*SOURCE TEXT*:

%%

The Two Sides

It’s wrong. Eating meat. Eating plants. Living things. Perhaps that is why the first step is fixing it. Cooking it down, quartering, seasoning, sauteing, anything that reduces the item’s resemblance to its original and generative purpose. Who it was. A recipe to change it into what. Eating meat is like presidential wartime powers. Probably something we started doing in dire need and without much hesitation at all, a habit upon returning to peacetime, we found hard to shake. A highly digestible, palatable, abundant protein source, that clearly loudly and often violently tries not to make it on the menu. What makes eating meat wrong is what makes human beings marvelous. Empathy. Witnessing an animal going through a circumstance that would be a crime if done to you. Do people think farmers don’t feel this? Meat packers, butchers, hunters, people who work in slaughterhouses. Someone could scream it at me long as the day they don’t, but I know they know killing is wrong.

Imagine, as an example, a gun set on a compass, aimed outward, able to spin in three hundred and sixty degrees. Perfectly legal. As it starts to turn. Nothing but trees and open distance backdrop. Legal. Forty five degrees. Ninety degrees. Still dusty distance and wide open trees. Legal, One hundred and eighty. Approaching three sixty. When just at the very end of the full circle rotation, there stands a perfectly innocent bystander, in direct line of fire of the weapon. Well shit, see now the whole operation is illegal. It’s wrong. It’s been pointed at a human. So the same perfectly legal life ending device, aimed a particular angle, enacts a new set of laws and legal circumstances and moral implications. What’s wrong here? The gun, the compass, the ammunition, or the angle, the direction, is pointing it without just cause illegal, because that’s really trivial and unlikely to work in any sort of preventative capacity. Is it spinning illegal?

Legalistic structures don’t illustrate moral axioms very well, in the same way that a two sided coin doesn’t make good decisions.

%%

*DATA SUPPLIED*:
%%

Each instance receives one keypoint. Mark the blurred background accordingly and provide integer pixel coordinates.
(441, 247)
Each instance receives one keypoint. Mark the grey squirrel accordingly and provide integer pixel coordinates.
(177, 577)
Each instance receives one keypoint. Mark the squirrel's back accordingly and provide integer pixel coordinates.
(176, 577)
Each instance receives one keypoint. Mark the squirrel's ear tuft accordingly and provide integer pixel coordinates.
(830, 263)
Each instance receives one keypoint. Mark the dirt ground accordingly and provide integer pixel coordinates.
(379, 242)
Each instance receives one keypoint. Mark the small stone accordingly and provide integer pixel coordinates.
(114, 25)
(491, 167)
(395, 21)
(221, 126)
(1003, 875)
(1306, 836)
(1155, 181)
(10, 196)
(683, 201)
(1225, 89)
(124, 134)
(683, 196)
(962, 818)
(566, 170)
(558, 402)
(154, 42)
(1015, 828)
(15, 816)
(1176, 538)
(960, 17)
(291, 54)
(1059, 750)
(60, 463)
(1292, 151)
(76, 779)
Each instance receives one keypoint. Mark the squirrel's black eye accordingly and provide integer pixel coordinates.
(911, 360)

%%

*CHECK YOUR UNDERSTANDING*:
(1) List the kinds of people the essay names right after it asks whether people think farmers don't feel this, including farmers.
(2) According to the essay, what makes eating meat wrong?

*EXERCISE RESULTS*:
(1) Farmers, meat packers, butchers, hunters, and people who work in slaughterhouses.

(2) Empathy, the same thing that makes human beings marvelous.